(A run of lines)
○ ○ ○ ○ ○
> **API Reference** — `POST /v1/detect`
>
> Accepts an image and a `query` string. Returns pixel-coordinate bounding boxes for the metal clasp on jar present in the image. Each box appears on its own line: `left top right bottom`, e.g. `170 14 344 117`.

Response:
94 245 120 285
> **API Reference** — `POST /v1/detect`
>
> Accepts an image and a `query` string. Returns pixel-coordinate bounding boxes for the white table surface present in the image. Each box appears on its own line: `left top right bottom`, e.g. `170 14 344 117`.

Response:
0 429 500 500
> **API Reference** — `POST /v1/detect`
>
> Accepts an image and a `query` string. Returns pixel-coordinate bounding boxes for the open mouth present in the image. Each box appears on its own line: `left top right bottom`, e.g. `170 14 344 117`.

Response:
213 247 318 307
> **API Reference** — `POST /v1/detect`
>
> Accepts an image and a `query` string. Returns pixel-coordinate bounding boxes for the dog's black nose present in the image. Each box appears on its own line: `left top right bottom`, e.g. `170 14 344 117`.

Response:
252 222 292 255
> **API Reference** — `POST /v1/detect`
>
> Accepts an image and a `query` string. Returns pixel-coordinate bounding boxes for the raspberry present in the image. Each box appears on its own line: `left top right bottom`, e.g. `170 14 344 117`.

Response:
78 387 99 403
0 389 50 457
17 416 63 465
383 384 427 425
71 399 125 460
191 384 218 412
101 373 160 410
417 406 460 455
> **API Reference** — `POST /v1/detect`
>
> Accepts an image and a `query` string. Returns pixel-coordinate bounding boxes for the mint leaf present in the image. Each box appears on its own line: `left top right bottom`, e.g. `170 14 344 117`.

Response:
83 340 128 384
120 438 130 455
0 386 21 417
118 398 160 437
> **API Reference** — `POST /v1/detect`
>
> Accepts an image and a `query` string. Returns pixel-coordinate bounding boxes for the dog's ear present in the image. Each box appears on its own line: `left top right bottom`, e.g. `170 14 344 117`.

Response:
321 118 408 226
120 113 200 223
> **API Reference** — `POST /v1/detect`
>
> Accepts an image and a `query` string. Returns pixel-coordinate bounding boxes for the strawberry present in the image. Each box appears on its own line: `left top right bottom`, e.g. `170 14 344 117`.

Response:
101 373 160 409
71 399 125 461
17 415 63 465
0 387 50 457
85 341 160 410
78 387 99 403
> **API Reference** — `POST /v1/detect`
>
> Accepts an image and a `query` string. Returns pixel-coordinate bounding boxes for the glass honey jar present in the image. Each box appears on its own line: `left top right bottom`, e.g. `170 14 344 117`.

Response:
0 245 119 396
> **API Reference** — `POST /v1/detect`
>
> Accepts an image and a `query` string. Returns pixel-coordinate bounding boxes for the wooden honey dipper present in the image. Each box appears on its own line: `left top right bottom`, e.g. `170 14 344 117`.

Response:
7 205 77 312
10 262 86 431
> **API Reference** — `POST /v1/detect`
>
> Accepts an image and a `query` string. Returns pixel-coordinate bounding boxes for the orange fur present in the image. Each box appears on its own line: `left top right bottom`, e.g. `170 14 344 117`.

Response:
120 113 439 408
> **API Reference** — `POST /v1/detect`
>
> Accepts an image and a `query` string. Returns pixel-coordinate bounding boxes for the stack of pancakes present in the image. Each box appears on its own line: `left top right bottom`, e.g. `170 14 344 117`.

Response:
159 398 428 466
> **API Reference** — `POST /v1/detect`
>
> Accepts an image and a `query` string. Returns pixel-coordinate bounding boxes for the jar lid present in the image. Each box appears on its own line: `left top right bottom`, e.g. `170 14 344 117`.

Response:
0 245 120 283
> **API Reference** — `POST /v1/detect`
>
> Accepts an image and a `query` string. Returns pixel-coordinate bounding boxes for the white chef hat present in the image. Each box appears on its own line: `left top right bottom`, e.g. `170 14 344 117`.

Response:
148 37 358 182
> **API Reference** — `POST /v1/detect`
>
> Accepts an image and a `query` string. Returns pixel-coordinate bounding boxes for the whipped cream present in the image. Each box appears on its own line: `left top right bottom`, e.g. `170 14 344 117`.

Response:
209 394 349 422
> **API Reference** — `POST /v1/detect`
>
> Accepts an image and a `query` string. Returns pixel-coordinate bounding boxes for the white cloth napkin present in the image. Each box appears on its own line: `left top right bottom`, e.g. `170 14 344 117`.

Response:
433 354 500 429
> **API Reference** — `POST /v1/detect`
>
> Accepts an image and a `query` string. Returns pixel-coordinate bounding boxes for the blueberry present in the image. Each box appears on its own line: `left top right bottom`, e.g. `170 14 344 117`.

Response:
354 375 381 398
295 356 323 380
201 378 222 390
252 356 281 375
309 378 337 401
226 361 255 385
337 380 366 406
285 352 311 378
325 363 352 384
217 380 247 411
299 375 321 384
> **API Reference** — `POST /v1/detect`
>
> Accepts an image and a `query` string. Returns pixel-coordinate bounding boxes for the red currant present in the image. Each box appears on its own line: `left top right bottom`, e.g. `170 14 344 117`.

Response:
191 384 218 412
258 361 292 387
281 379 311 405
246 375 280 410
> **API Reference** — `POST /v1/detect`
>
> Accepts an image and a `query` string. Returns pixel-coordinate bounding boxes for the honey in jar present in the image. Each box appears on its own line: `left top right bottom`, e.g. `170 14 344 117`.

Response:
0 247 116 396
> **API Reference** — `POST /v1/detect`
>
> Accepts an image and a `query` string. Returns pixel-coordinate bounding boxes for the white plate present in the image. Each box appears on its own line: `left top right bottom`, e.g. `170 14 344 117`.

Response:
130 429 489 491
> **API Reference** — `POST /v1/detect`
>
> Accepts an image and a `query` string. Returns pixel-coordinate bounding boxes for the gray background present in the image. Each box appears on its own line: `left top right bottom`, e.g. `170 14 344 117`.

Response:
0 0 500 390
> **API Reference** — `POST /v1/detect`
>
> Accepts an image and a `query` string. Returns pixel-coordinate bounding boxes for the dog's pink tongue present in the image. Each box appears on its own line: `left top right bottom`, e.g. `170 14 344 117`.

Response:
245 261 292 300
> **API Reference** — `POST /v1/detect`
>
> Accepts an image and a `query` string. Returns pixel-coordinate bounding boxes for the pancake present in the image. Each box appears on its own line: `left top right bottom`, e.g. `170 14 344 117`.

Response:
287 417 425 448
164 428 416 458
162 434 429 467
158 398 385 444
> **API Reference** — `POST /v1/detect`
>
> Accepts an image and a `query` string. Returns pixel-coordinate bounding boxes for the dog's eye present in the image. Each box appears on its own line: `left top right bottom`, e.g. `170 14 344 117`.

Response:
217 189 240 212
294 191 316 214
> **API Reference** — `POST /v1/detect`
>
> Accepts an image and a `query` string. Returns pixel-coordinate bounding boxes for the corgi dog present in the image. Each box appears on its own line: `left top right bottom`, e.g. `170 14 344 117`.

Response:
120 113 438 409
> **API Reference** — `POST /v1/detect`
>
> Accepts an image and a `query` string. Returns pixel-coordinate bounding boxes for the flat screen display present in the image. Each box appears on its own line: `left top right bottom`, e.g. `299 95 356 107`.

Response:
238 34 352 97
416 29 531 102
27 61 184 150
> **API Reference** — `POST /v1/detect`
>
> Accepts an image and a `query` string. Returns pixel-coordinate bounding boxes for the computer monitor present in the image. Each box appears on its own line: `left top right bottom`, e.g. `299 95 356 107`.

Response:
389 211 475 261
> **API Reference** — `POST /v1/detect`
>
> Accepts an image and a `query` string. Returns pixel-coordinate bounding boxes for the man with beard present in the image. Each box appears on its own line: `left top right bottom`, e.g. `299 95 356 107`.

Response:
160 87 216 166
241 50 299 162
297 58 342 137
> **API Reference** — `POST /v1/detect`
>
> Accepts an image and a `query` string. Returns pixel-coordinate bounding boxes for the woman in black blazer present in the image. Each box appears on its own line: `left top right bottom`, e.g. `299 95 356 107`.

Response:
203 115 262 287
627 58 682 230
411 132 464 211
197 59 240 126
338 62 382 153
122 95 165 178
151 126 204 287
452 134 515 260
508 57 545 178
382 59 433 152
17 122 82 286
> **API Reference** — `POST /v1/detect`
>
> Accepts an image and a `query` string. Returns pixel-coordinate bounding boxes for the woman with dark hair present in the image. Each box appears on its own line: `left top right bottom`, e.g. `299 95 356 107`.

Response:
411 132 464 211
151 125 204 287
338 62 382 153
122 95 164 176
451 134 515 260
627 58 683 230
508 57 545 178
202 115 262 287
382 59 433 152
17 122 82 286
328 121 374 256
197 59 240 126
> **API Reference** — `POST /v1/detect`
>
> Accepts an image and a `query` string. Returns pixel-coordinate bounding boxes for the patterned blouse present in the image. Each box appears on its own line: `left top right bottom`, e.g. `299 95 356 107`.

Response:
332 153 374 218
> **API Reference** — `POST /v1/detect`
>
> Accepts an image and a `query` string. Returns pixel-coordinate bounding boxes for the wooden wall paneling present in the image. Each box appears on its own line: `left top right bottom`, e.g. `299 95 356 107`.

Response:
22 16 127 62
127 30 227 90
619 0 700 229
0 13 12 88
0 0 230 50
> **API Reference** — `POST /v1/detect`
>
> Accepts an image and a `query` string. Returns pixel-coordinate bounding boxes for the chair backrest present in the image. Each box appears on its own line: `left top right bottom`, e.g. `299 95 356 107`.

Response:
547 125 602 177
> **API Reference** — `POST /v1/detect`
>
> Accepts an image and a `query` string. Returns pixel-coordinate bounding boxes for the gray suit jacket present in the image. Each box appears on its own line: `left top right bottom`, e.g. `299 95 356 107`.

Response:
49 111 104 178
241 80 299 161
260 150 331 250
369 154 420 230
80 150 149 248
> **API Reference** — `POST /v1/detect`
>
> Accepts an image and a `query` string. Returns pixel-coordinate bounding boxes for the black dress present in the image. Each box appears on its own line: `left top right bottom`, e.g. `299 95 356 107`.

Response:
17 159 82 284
○ ○ ○ ○ ○
- **REQUIRED TASK**:
Rewrite the lines from the start through the line containing "for the metal", replacing "metal clasp" with "rubber seal" and leaving everything else unchanged.

- **OUTPUT FOR THIS TASK**:
> **API Reference** — `POST /v1/detect`
>
> Accepts an image and a `query` string. Returns pixel-coordinate bounding boxes for the rubber seal on jar present in the image. Each box appears on its own line: `left top right bottom`, e.g. `170 14 344 117`.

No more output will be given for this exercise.